Почему-то утром, вернее, после какого-то сна из далекого прошлого, я отчетливо вспомнила и тему, и вид его и как он говорил.

Он вошел ко мне с гневно возбужденным лицом, по которому я сразу догадалась, что будет у нас один из тех (о его отце) разговоров, ради которых он специально порой заходил ко мне. Как ясно вспомнилось его лицо – могла бы, если бы была художницей, на память нарисовать эти очень красивые в байроновском стиле, изящные черты девически нежной окраски, голубые всегда с гордым и отчужденным выражением глаза, над умным байроновским лбом целая шапка пепельно-белокурых кудрей. При этом он был высок и горделиво строен. Знакомые и незнакомые гимназистки искали его внимания, но он предпочитал “дружить” с женщинами вдвое и втрое старшими. Войдя, он сел в углу комнаты и глядя исподлобья сумрачным и острым взглядом лазурных своих глаз, сказал:

– Я хочу спросить у вас одну вещь, Варвара Григорьевна. Есть ли у вас такой человек – женщина, мужчина, все равно, который в обморок упал бы, или хоть вскрикнул, зарыдал, за голову схватился и так далее, узнавши, что вы попали под автомобиль. Это я сейчас про себя подумал, когда едва успел отскочить на углу от машины. Она промчалась мимо на какой-то сантиметр от меня.

И вдруг лицо его стало детски-искренно доверчивым – и он сказал с интимно-исповедующимся видом: “Согласитесь, что очень страшно, когда подумаешь, что никто не вскрикнет, когда ты попадешь под машину?”

Я полушутя стала перечислять тех женщин и знакомых ему девушек, которые наверное бы вскрикнули, если бы что-то трагическое с ним случилось. “И не забывай – ведь у тебя есть мать. И отец”.

– Мать? Она, конечно, поплакала бы, – небрежно сказал он (с матерью у него были далекие отношения). – А про отца я подумал, когда к вам шел, что, конечно, потерять вас ему было бы в тысячу раз тяжелей, чем меня. Ясно представил себе, с каким лицом ходил бы он потом. А потерять меня было бы для него облегчительно. Я – случайное последствие случайной связи. Закулисное лицо на сцене его жизни.

Через три года после этого Серёжа погиб на фронте. И жаль, что он не видел, с каким глубоко скорбным лицом ходил отец с тех пор до самого отъезда заграницу (он незадолго до Серёжиной смерти включил его в “законную” свою семью. И Серёжа успел подружиться с сестрами, близкими ему по возрасту).
================
**ЗАДАЧА 1:** Повторите слово в слово часть отрывка о Серёже, которая начинается словами «Через три года» и заканчивается словами «ему по возрасту).».
Записи никак не связаны с отрывком.
================
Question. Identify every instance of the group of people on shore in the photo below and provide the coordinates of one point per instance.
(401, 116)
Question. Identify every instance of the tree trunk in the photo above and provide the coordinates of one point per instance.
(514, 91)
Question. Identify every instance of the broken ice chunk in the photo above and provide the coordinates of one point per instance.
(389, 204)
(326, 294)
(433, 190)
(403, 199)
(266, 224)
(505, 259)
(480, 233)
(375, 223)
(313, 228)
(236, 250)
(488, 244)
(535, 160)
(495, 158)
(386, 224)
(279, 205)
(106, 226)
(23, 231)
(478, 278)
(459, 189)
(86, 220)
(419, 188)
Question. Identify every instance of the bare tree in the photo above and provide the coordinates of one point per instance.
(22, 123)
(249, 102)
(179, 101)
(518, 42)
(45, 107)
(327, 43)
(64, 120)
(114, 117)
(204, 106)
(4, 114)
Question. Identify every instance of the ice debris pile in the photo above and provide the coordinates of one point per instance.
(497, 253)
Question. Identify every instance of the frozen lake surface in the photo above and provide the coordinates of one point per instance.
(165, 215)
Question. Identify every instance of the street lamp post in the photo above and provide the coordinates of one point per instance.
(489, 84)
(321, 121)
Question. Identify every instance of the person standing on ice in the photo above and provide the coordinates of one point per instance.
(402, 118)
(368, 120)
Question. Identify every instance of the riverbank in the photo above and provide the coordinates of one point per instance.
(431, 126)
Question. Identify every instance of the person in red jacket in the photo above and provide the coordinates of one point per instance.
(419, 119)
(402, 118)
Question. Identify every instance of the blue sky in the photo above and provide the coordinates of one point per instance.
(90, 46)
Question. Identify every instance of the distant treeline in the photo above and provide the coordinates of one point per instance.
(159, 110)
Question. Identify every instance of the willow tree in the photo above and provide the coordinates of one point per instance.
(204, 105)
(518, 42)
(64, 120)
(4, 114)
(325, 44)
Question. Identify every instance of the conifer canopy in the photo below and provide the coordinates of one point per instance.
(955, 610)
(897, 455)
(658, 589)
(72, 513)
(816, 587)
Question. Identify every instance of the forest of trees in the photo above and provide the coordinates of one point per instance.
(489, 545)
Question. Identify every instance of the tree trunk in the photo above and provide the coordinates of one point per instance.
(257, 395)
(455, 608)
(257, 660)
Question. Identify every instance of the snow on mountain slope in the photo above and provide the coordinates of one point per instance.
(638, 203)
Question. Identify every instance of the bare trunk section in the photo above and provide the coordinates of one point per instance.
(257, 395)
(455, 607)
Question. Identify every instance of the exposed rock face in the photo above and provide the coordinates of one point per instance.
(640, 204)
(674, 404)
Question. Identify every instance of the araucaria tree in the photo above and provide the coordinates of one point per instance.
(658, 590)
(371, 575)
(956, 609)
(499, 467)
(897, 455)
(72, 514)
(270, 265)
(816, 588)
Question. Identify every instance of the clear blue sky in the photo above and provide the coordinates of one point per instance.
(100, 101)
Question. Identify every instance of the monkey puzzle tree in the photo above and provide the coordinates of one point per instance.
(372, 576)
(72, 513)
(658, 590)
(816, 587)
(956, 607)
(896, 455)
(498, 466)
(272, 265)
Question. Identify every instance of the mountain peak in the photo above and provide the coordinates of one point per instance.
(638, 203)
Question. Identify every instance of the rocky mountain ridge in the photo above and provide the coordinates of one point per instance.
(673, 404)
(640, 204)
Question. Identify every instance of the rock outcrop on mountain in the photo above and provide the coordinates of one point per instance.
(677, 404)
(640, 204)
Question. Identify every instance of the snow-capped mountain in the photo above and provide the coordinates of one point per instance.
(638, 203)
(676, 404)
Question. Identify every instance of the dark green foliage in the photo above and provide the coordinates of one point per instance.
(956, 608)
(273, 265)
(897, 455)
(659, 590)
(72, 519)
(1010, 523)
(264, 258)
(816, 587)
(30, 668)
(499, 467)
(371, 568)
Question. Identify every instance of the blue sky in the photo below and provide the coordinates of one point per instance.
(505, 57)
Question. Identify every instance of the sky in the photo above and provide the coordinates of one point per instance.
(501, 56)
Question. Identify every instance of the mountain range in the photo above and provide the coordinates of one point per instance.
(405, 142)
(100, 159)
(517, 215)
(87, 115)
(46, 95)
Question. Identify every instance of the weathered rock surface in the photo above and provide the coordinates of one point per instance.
================
**ЗАДАЧА 2:** Приведите каждую строку записей, где встречается слово «surface».

**РЕЗУЛЬТАТ 1:**
Через три года после этого Серёжа погиб на фронте. И жаль, что он не видел, с каким глубоко скорбным лицом ходил отец с тех пор до самого отъезда заграницу (он незадолго до Серёжиной смерти включил его в “законную” свою семью. И Серёжа успел подружиться с сестрами, близкими ему по возрасту).

**РЕЗУЛЬТАТ 2:**
Question. Identify every instance of the frozen lake surface in the photo above and provide the coordinates of one point per instance.
Question. Identify every instance of the weathered rock surface in the photo above and provide the coordinates of one point per instance.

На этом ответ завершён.